→ SHORT PROBLEM
Copy the records below word for word, starting with the line that contains "Could you spot the jacket zipper" and going on through the line that contains "point(281, 185)".

===== GIVEN RECORDS =====

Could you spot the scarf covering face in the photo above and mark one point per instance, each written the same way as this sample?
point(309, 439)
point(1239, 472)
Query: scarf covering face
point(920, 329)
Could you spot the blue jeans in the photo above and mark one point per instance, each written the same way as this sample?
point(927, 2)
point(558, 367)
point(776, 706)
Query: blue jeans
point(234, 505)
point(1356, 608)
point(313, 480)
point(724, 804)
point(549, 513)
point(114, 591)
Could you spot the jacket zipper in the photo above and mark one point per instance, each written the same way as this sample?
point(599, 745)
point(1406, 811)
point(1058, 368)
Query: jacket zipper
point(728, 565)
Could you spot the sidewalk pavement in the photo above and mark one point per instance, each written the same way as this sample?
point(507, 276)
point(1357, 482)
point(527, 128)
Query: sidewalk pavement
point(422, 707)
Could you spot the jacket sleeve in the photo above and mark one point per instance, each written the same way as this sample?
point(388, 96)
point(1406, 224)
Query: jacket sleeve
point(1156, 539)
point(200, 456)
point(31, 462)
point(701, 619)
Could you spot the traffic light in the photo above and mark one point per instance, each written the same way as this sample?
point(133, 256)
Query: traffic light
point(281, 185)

=====
===== GIVEN RECORDS =====

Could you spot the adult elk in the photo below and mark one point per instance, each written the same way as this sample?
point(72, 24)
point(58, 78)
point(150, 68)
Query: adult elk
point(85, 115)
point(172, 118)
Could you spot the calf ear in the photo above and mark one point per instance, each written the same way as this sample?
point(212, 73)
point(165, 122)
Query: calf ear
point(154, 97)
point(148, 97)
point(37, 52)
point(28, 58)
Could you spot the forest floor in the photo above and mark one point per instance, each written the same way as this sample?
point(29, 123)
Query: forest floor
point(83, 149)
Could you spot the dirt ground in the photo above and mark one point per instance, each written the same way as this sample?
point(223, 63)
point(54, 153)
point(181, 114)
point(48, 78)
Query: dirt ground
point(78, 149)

=====

→ COMPLETE OUTPUT
Could you spot the jacket zipper in the photo above and mark one point per instance, each written the same way as this sample?
point(599, 745)
point(1406, 811)
point(1058, 368)
Query: jacket zipper
point(728, 565)
Could you spot the sidewalk pavement in the photo above and mark one point per instance, each written the same way as this sample?
point(507, 276)
point(1357, 482)
point(527, 128)
Query: sidewalk pavement
point(422, 707)
Could you spot the jacket sleeve in the photo above and mark one point per instance, each written the same way as this sample?
point(388, 96)
point(1406, 224)
Query: jacket sleeve
point(1156, 539)
point(200, 456)
point(31, 462)
point(701, 619)
Could you spot the traffic light in the photo above and mark one point per instance, each written the same way as this sample?
point(133, 256)
Query: traffic light
point(281, 185)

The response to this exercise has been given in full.